===== Listed entries

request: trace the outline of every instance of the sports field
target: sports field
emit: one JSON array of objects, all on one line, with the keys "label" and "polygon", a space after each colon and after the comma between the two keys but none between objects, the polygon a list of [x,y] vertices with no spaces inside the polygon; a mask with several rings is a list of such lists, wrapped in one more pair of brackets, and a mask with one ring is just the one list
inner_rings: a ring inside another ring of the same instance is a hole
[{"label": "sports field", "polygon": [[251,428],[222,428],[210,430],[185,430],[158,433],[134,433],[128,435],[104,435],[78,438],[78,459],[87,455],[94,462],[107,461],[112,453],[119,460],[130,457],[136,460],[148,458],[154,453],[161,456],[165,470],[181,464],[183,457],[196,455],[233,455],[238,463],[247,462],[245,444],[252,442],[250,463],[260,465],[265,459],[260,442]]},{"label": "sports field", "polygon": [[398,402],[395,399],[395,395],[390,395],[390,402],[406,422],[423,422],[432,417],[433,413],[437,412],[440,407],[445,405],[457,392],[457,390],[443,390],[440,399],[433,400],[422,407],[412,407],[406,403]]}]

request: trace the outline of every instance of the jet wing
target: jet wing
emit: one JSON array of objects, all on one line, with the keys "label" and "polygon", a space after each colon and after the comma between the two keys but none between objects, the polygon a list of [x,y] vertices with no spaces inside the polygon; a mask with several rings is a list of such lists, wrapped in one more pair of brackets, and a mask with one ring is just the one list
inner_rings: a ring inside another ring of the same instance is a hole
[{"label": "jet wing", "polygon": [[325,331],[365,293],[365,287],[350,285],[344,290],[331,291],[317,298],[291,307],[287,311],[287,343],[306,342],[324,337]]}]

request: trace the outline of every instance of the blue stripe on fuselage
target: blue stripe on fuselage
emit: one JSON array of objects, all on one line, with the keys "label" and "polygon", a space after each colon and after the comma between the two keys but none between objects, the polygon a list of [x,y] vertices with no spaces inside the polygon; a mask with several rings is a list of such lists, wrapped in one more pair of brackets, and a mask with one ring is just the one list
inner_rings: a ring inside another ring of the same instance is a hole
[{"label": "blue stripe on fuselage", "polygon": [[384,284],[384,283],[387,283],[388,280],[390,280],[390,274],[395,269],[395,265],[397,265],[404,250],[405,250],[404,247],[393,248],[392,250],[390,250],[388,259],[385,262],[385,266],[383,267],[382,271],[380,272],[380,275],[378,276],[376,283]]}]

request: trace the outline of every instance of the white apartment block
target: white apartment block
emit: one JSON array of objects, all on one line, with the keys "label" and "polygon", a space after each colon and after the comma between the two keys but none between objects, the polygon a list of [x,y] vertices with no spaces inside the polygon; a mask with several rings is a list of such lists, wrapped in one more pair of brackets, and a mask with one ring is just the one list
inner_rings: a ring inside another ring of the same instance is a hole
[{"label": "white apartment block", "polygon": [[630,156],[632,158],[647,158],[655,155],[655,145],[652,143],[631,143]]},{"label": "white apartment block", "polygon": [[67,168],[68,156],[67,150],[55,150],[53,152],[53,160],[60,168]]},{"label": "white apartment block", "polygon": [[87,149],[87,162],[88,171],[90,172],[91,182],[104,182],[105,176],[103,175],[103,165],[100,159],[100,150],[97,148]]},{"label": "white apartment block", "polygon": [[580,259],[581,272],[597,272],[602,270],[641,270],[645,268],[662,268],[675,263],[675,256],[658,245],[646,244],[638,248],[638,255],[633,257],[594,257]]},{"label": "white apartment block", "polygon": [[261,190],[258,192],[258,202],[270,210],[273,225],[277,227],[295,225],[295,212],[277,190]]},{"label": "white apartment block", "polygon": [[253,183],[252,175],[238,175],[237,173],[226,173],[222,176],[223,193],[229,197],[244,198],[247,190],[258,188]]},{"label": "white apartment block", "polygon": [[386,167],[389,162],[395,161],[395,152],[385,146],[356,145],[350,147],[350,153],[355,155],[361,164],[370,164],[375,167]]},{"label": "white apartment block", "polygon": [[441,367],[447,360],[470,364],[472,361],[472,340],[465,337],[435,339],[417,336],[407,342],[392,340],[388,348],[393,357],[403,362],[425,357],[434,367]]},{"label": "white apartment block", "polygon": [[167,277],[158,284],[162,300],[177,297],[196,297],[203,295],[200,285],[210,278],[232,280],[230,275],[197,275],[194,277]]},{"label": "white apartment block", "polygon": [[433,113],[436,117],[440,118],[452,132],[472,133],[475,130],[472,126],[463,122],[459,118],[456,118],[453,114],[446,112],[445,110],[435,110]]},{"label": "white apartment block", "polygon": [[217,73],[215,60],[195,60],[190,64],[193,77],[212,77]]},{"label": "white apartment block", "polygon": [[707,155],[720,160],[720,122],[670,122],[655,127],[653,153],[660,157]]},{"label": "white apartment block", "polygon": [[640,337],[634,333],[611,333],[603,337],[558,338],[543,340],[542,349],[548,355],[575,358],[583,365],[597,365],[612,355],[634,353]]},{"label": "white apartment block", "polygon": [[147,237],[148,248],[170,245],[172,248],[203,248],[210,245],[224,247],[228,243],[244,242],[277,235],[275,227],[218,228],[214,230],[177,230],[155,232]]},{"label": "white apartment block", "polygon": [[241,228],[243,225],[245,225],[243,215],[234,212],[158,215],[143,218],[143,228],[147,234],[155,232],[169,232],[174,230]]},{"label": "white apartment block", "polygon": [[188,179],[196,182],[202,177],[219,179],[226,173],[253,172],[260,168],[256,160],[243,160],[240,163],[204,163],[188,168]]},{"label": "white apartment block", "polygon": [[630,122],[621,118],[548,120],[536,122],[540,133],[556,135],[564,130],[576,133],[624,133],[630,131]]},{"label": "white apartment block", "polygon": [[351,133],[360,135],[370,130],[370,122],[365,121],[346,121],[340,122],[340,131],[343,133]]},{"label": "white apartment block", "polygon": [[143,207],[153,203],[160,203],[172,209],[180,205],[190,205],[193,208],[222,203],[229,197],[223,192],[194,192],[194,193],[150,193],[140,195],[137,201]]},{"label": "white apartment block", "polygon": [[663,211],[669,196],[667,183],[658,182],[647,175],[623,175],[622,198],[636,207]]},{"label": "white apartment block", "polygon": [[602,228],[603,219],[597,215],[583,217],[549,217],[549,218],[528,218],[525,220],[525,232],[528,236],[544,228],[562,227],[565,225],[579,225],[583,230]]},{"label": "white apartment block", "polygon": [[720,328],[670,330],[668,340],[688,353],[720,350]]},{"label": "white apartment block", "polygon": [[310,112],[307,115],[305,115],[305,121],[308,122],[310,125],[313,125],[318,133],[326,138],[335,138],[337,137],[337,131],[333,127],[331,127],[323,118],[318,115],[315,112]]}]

==========

What needs to be done: Check each line of the data above for the word "outline", then state how many lines have it. Give the number alone.

Completed exercise: 4